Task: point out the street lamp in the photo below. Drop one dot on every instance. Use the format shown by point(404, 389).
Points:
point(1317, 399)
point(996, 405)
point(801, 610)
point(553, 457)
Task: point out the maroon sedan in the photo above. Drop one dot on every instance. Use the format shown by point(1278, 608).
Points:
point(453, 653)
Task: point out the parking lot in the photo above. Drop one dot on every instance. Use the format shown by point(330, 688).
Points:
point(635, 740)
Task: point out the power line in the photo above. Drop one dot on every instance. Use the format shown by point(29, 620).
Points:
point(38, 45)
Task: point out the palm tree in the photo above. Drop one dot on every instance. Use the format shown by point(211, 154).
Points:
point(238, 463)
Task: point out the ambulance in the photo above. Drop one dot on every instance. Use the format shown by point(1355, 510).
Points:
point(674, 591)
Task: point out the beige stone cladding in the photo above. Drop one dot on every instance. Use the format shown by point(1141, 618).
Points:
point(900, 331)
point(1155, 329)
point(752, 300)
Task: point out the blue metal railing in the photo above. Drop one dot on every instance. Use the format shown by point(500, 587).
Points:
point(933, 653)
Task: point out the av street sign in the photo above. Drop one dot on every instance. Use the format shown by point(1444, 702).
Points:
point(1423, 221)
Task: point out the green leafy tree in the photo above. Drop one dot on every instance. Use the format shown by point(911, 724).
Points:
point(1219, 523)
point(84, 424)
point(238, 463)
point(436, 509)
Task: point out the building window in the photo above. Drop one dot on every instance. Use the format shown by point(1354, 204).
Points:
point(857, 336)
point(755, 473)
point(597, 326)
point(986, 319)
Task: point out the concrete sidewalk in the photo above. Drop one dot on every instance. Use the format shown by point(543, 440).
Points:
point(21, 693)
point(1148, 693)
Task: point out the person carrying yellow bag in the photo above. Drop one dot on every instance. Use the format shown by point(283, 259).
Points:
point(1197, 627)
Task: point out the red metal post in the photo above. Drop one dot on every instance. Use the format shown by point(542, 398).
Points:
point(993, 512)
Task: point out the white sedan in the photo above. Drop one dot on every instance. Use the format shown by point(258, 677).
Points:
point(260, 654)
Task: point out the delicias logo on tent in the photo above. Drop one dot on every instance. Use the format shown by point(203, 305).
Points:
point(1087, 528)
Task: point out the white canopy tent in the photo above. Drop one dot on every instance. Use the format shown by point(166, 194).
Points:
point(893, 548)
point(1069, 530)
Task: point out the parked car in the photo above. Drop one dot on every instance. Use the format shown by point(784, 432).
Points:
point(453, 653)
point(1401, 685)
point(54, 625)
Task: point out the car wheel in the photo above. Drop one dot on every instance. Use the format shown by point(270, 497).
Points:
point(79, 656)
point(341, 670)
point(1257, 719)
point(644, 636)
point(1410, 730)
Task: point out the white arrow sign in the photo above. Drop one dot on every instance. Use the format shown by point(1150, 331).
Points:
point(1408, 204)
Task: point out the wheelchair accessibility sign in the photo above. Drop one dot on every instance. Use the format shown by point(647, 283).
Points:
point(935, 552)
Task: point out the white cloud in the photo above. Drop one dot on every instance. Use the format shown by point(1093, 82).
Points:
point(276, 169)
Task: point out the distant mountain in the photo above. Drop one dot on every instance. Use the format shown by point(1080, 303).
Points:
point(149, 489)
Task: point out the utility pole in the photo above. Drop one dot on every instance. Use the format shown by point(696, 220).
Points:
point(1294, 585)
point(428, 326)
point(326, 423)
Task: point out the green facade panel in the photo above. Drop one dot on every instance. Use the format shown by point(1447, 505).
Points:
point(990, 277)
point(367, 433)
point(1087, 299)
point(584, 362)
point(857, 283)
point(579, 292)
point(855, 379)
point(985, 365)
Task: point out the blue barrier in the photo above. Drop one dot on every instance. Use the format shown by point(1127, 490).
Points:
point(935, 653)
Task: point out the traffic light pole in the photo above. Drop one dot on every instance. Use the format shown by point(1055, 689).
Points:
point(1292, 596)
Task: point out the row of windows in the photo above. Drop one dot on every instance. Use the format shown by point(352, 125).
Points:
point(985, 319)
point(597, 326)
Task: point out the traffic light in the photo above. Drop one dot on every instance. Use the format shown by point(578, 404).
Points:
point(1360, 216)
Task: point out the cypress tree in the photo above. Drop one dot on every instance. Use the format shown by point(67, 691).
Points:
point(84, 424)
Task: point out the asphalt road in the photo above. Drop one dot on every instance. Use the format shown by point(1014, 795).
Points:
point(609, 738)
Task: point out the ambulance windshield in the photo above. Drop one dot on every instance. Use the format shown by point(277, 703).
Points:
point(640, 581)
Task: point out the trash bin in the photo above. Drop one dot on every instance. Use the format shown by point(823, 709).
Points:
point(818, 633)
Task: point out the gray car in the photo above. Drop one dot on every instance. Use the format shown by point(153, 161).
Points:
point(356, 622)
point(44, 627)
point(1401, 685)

**Problem to solve:**
Copy out everything from the line containing "Task: point out the av" down to the line containing "point(1423, 221)", word for word, including both of those lines.

**Solution to this task:**
Task: point out the av street sign in the photo above. Drop one dot on every instance. Use the format shown by point(1444, 702).
Points:
point(1423, 221)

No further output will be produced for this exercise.